▸ **About this exercise**:
Your task is to transcribe the entries below exactly, from their first line down to the line containing "[outline] <item>wheel arch</item>, every", and to stop there.

Items listed in a dataset:
= Beginning of Section =

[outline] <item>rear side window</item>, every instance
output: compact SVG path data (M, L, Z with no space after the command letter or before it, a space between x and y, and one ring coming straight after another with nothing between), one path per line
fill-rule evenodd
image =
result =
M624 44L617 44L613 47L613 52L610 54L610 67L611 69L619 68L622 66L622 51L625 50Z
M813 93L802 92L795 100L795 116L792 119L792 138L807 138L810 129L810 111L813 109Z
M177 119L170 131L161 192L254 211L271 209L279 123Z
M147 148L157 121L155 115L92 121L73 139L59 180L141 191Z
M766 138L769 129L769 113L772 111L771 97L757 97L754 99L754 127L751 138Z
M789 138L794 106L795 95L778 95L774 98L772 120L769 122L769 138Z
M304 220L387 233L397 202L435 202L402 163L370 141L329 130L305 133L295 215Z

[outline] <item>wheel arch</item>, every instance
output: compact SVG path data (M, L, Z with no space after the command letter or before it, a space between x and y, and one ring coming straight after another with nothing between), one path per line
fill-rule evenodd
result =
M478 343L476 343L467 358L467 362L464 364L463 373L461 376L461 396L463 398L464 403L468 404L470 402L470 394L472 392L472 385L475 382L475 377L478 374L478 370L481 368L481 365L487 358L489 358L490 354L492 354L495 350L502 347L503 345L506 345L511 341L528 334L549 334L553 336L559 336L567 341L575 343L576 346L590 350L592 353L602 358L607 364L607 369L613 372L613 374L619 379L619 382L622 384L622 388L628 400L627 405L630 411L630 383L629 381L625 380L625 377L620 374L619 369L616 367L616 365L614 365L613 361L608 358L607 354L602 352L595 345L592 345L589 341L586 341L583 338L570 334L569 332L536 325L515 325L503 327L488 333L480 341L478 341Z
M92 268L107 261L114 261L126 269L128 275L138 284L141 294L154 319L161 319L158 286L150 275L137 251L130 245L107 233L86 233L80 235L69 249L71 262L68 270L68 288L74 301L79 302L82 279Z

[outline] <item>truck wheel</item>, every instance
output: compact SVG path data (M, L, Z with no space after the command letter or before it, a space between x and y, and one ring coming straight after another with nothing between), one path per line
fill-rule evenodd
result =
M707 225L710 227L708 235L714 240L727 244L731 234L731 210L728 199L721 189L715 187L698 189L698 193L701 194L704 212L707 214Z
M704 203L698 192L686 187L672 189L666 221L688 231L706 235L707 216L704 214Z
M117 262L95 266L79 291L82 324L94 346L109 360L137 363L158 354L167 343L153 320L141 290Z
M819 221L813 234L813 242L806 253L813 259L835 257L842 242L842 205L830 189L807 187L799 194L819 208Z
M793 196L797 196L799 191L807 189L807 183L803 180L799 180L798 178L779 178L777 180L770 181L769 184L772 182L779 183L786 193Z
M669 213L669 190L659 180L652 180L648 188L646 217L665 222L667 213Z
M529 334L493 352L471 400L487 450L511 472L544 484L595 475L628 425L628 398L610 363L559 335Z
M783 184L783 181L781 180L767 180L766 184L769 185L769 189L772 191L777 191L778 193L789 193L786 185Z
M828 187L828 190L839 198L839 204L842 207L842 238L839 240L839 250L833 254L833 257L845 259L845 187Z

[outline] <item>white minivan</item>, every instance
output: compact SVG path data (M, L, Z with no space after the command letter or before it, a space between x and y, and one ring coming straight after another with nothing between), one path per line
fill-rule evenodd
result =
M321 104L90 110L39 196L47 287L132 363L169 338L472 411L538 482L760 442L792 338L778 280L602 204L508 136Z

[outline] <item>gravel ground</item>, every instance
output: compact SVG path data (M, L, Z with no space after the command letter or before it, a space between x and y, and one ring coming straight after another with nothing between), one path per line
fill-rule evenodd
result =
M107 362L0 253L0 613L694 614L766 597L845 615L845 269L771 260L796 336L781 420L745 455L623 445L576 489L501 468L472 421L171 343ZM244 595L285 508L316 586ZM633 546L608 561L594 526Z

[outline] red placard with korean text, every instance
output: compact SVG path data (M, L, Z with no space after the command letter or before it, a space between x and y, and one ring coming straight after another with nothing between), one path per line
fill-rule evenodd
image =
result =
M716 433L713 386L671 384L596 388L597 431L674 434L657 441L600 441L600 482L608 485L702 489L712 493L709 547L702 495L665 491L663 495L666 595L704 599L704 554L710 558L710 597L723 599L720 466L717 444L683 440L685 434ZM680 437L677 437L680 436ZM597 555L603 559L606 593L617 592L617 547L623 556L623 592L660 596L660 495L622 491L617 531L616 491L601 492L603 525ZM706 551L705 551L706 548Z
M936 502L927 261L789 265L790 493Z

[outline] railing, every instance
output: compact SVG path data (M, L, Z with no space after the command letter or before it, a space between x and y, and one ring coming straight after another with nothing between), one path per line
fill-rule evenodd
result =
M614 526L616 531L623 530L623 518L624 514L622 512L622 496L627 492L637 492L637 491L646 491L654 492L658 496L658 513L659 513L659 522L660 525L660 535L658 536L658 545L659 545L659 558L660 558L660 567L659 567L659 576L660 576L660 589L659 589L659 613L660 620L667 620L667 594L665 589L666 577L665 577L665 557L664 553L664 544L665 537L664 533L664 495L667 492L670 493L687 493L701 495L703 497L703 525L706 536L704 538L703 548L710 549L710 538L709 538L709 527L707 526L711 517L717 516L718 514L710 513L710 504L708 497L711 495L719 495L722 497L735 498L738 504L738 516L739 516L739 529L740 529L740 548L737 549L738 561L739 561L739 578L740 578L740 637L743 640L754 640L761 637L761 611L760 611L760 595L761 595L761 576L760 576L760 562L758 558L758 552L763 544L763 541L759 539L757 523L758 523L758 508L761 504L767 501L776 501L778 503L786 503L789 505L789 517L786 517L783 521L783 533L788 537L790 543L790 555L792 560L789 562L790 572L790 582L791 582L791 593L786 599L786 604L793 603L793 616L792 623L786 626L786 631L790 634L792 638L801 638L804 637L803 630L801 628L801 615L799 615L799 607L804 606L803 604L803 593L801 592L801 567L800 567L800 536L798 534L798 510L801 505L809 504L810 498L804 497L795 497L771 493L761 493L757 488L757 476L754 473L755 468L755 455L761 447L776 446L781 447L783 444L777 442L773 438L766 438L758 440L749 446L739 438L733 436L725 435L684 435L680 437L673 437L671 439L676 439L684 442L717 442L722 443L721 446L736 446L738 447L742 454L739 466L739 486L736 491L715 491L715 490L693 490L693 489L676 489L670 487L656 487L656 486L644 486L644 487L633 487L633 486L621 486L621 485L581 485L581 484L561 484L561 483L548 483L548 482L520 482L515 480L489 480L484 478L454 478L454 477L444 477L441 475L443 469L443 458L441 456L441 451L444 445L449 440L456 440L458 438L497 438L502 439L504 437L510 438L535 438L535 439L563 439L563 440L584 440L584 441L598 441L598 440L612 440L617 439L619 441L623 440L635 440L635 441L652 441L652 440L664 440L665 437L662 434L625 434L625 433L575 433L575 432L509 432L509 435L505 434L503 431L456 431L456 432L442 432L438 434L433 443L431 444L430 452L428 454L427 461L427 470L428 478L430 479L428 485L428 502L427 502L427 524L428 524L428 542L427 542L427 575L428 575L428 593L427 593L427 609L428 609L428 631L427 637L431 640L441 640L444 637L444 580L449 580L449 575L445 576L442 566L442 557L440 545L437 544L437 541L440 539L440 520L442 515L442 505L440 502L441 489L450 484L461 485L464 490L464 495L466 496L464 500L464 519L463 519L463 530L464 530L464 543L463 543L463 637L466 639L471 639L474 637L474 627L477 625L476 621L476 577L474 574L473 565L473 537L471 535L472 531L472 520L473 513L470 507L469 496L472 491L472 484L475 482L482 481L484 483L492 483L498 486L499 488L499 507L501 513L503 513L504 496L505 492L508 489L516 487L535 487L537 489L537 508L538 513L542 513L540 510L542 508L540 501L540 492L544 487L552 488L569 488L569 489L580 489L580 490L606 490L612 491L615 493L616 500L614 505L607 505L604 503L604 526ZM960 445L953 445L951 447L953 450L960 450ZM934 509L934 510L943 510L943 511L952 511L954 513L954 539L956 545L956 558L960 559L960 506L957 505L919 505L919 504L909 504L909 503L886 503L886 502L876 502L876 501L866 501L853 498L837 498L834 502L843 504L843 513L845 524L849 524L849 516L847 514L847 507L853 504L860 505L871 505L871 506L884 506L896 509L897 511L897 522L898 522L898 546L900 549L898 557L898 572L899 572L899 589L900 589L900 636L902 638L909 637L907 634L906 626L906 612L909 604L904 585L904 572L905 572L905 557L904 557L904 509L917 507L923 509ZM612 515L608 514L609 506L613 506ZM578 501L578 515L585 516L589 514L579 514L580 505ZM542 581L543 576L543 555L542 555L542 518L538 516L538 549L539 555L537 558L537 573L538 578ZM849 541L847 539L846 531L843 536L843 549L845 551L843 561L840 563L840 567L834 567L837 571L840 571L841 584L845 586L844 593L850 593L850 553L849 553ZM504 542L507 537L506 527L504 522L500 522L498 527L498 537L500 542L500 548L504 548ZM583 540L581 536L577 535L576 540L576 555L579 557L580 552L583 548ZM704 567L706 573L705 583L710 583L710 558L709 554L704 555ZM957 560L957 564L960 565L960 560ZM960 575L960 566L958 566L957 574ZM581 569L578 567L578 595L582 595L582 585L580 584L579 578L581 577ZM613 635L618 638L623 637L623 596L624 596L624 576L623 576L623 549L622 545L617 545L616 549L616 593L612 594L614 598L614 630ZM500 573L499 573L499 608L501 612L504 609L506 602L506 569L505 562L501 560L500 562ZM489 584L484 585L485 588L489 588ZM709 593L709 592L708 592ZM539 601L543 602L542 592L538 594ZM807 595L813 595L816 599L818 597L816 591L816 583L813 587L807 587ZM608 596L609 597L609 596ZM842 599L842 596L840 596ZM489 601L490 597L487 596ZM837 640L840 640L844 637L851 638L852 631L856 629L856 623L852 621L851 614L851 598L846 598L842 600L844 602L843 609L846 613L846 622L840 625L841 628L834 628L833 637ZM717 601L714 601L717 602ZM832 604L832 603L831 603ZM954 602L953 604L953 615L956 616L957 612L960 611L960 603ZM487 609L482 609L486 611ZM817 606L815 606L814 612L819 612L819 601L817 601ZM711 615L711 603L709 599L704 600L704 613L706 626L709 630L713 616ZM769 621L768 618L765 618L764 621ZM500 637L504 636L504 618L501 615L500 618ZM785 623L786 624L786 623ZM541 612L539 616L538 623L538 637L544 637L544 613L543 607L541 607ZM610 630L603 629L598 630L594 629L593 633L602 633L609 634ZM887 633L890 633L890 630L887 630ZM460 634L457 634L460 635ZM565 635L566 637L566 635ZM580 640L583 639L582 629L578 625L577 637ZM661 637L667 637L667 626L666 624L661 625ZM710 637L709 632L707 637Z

= End of Section =

▸ **Answer space**:
[outline] <item>rear side window</item>, every instance
output: compact SVG path data (M, L, Z with no space after the command letter or before it, a space between x and y, and one ring coming straight after another with nothing between), one path per line
fill-rule evenodd
image =
result =
M624 44L617 44L613 47L613 52L610 54L610 67L611 69L619 68L622 66L622 51L625 50Z
M813 93L802 92L795 100L795 116L792 119L792 138L807 138L810 129L810 111L813 109Z
M177 119L170 131L161 192L254 211L271 209L279 123Z
M147 148L157 121L155 115L92 121L73 139L59 180L141 191Z
M766 138L769 129L769 113L772 111L771 97L757 97L754 99L754 127L751 138Z
M789 138L794 106L795 95L778 95L774 98L772 120L769 122L769 138Z
M304 220L387 233L397 202L435 202L402 163L370 141L329 130L305 133L295 215Z

[outline] <item>wheel arch</item>, every instance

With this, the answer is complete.